• _Trecho_
•  quinta-feira, 25 de abril de 2024

Dominique e eu

 

Confesso que nunca entendi os “cachorrólogos”, aquelas pessoas tão apaixonadas por cães que agem como se eles fossem deuses ou criaturas superiores de um plano divino. Também nunca li “Marley e Eu” e, embora escritor, fico imaginando de onde o autor tirou tanta coisa para preencher um livro inteiro. Bom, basta ler um livro de teoria (de qualquer coisa) para saber que não deve ter sido tão difícil assim.

No entanto, apesar de tudo isso, sempre tive animais de estimação, na maioria cães. Também já tive coelhos, uma pata e até um tatu e já tentei até cultivar vaga-lumes num vidro de maionese e nem preciso dizer que não deu certo.

Mas dentre todos esses bichos, houve um que me fez entender um pouco a “cachorromania” que acomete algumas pessoas.

Lembro que era uma tarde de algum dos meses finais do ano de 94 e eu não havia ido à escola por um motivo muito importante: passar a tarde jogando videogame na casa do meu vizinho. Então minha mãe e irmã (ainda solteira, na época) encontraram uma caixa abandonada com dois filhotinhos de cachorros, duas cadelas na verdade, uma branca com manchas pretas e outra preta com manchas brancas. Como estávamos sem cachorro já que o “Juli”, o primeiro cão de que me lembro, havia sido atropelado por estar cego havia algum tempo, as duas cadelinhas sem casa foram logo adotadas.

• _Dados a seguir_
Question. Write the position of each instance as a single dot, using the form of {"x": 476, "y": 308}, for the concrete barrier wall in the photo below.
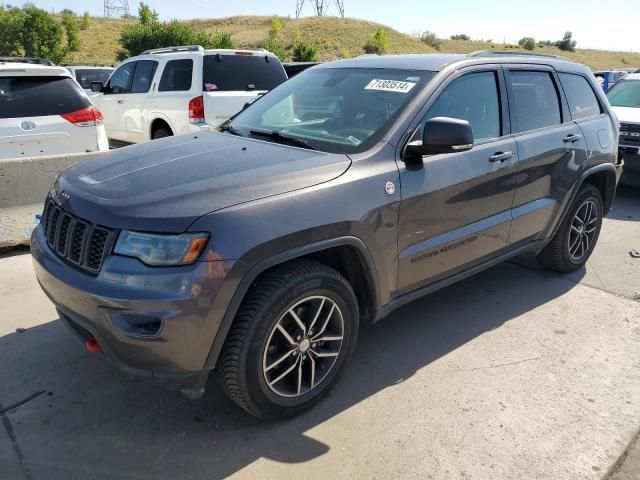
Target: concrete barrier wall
{"x": 25, "y": 181}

• _Instruções_
[1] Reproduza sem nenhuma alteração a parte do trecho que vai de "No entanto, apesar" a "acomete algumas pessoas.".
[2] Com base no trecho, responda:
(a) Que livro nunca foi lido por quem escreve?
(b) O que se tentou cultivar num vidro de maionese?
(c) Por que Juli foi atropelado?
[3] Resuma o parágrafo do trecho que começa com "Lembro que era uma tarde", mantendo os fatos principais.

• _Respostas em ordem_
[1]
No entanto, apesar de tudo isso, sempre tive animais de estimação, na maioria cães. Também já tive coelhos, uma pata e até um tatu e já tentei até cultivar vaga-lumes num vidro de maionese e nem preciso dizer que não deu certo.

Mas dentre todos esses bichos, houve um que me fez entender um pouco a “cachorromania” que acomete algumas pessoas.

[2]
(a) "Marley e Eu".
(b) Vaga-lumes.
(c) Porque estava cego havia algum tempo.

[3] Numa tarde dos meses finais de 94, quem narra faltou à escola para jogar videogame na casa do vizinho. Nesse dia, a mãe e a irmã encontraram uma caixa abandonada com duas filhotes de cadela, uma branca com manchas pretas e outra preta com manchas brancas. A família estava sem cachorro desde que Juli, cego havia algum tempo, fora atropelado, e por isso as duas foram logo adotadas.